What's needed: every entry, printed exactly, minus the images.

*** Exercise material Section Begins ***

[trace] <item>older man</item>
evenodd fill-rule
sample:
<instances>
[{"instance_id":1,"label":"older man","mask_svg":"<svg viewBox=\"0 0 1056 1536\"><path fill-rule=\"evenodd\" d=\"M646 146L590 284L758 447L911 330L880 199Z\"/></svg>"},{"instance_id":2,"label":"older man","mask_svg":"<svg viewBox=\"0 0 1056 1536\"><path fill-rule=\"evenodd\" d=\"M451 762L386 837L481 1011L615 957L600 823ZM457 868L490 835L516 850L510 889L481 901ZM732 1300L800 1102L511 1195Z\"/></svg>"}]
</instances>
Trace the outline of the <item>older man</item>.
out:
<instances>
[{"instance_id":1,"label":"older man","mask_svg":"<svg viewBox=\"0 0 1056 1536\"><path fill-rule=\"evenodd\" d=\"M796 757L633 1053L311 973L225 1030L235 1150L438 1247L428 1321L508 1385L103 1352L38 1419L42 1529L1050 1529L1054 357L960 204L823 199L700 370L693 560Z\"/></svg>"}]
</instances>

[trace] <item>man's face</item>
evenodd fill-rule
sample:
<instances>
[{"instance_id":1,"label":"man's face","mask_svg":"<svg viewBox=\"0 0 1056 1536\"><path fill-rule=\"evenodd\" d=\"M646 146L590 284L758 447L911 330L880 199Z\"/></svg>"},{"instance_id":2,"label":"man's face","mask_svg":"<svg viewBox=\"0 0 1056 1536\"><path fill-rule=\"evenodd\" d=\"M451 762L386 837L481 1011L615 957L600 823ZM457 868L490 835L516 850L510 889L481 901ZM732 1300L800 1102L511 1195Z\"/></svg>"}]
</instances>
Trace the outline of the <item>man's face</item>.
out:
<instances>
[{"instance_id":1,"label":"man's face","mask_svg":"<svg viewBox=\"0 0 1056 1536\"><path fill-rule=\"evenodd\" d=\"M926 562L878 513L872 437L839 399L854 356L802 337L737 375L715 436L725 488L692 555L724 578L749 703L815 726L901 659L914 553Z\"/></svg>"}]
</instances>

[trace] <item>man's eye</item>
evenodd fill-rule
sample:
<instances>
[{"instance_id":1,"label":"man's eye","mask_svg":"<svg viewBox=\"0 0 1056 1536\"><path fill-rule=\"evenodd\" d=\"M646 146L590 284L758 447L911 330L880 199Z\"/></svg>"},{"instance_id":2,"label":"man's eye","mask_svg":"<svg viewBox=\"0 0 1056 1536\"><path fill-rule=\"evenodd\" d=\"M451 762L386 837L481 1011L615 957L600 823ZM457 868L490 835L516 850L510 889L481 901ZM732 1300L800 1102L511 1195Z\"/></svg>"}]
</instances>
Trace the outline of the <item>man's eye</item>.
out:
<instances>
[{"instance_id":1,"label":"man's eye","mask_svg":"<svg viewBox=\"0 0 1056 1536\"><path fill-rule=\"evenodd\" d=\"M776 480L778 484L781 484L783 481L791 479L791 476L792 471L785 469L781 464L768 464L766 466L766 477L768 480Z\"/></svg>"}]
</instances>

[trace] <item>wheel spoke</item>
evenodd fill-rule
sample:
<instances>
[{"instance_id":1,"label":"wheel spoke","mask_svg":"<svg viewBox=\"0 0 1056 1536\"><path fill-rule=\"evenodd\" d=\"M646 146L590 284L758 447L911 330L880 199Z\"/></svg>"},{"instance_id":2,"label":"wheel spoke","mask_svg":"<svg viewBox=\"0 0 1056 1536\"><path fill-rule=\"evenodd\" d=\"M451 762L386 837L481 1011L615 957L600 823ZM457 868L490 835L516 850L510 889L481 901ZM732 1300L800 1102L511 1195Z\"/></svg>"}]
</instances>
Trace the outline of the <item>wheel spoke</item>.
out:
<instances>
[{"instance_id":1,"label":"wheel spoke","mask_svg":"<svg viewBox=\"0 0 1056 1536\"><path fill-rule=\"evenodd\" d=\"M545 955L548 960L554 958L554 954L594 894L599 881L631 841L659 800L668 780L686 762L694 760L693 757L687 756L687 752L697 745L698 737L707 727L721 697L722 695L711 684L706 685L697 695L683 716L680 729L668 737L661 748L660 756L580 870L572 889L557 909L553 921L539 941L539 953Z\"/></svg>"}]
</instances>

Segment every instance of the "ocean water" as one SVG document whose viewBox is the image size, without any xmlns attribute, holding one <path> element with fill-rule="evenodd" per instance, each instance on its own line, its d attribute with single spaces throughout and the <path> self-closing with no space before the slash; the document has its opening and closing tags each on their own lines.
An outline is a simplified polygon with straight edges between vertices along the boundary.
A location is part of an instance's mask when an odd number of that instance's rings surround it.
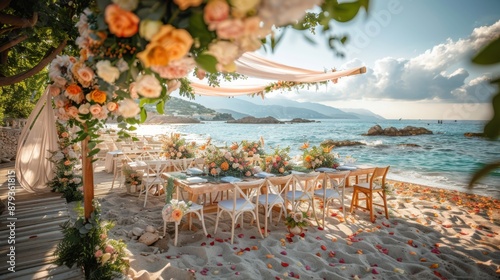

*** Exercise material Section Ends ***

Solution to the exercise:
[trace] <item>older man</item>
evenodd fill-rule
sample:
<instances>
[{"instance_id":1,"label":"older man","mask_svg":"<svg viewBox=\"0 0 1056 1536\"><path fill-rule=\"evenodd\" d=\"M646 146L590 284L758 447L911 330L880 199Z\"/></svg>"},{"instance_id":2,"label":"older man","mask_svg":"<svg viewBox=\"0 0 1056 1536\"><path fill-rule=\"evenodd\" d=\"M451 762L386 837L481 1011L615 957L600 823ZM457 868L490 835L516 850L510 889L481 901ZM732 1300L800 1102L511 1195Z\"/></svg>"}]
</instances>
Trace the outline of the <item>older man</item>.
out:
<instances>
[{"instance_id":1,"label":"older man","mask_svg":"<svg viewBox=\"0 0 1056 1536\"><path fill-rule=\"evenodd\" d=\"M796 757L633 1053L311 973L225 1030L235 1150L438 1247L428 1321L508 1385L103 1352L38 1419L42 1529L1050 1529L1054 357L960 204L823 199L700 370L693 560Z\"/></svg>"}]
</instances>

[trace] <item>man's face</item>
evenodd fill-rule
sample:
<instances>
[{"instance_id":1,"label":"man's face","mask_svg":"<svg viewBox=\"0 0 1056 1536\"><path fill-rule=\"evenodd\" d=\"M646 146L590 284L758 447L911 330L880 199Z\"/></svg>"},{"instance_id":2,"label":"man's face","mask_svg":"<svg viewBox=\"0 0 1056 1536\"><path fill-rule=\"evenodd\" d=\"M451 762L386 837L481 1011L615 957L600 823ZM457 868L490 835L516 850L510 889L481 901ZM732 1300L800 1102L511 1195Z\"/></svg>"}]
</instances>
Trace the outline of the <item>man's face</item>.
out:
<instances>
[{"instance_id":1,"label":"man's face","mask_svg":"<svg viewBox=\"0 0 1056 1536\"><path fill-rule=\"evenodd\" d=\"M926 562L878 513L872 437L839 399L854 356L802 337L737 375L715 436L725 488L692 555L724 578L749 703L815 726L901 659L914 553Z\"/></svg>"}]
</instances>

[trace] <item>man's eye</item>
evenodd fill-rule
sample:
<instances>
[{"instance_id":1,"label":"man's eye","mask_svg":"<svg viewBox=\"0 0 1056 1536\"><path fill-rule=\"evenodd\" d=\"M646 146L590 284L758 447L911 330L880 199Z\"/></svg>"},{"instance_id":2,"label":"man's eye","mask_svg":"<svg viewBox=\"0 0 1056 1536\"><path fill-rule=\"evenodd\" d=\"M451 762L386 837L481 1011L615 957L600 823ZM457 868L490 835L516 850L510 889L481 901ZM732 1300L800 1102L511 1195Z\"/></svg>"}]
</instances>
Trace the outline of the <item>man's eye</item>.
out:
<instances>
[{"instance_id":1,"label":"man's eye","mask_svg":"<svg viewBox=\"0 0 1056 1536\"><path fill-rule=\"evenodd\" d=\"M776 480L778 484L781 484L783 481L791 479L791 476L792 471L785 469L781 464L768 464L766 466L766 477L768 480Z\"/></svg>"}]
</instances>

[trace] <item>wheel spoke</item>
evenodd fill-rule
sample:
<instances>
[{"instance_id":1,"label":"wheel spoke","mask_svg":"<svg viewBox=\"0 0 1056 1536\"><path fill-rule=\"evenodd\" d=\"M646 146L590 284L758 447L911 330L880 199Z\"/></svg>"},{"instance_id":2,"label":"wheel spoke","mask_svg":"<svg viewBox=\"0 0 1056 1536\"><path fill-rule=\"evenodd\" d=\"M451 762L386 837L481 1011L615 957L600 823ZM457 868L490 835L516 850L510 889L481 901ZM732 1300L800 1102L511 1195Z\"/></svg>"}]
</instances>
Trace the outline of the <item>wheel spoke</item>.
out:
<instances>
[{"instance_id":1,"label":"wheel spoke","mask_svg":"<svg viewBox=\"0 0 1056 1536\"><path fill-rule=\"evenodd\" d=\"M545 955L548 960L554 958L554 954L594 894L599 881L631 841L659 800L668 780L686 762L694 760L693 757L687 756L687 752L697 745L698 737L707 727L721 697L722 695L711 684L706 685L697 695L683 716L680 729L668 737L661 748L660 756L580 870L572 889L557 909L553 921L539 941L539 953Z\"/></svg>"}]
</instances>

Segment every instance of the "ocean water" as one SVG document whose viewBox is the image size, without any xmlns attribute, holding one <path> element with fill-rule="evenodd" per instance, each instance on its own line, its d attribute with single spaces throughout and the <path> self-closing with no space before the slash; the document has its opening and closing tags each on their own lines.
An outline is a simplified polygon with straight edges between vertices along the boundary.
A location is part of an instance's mask when an odd number of that instance's rings surround it.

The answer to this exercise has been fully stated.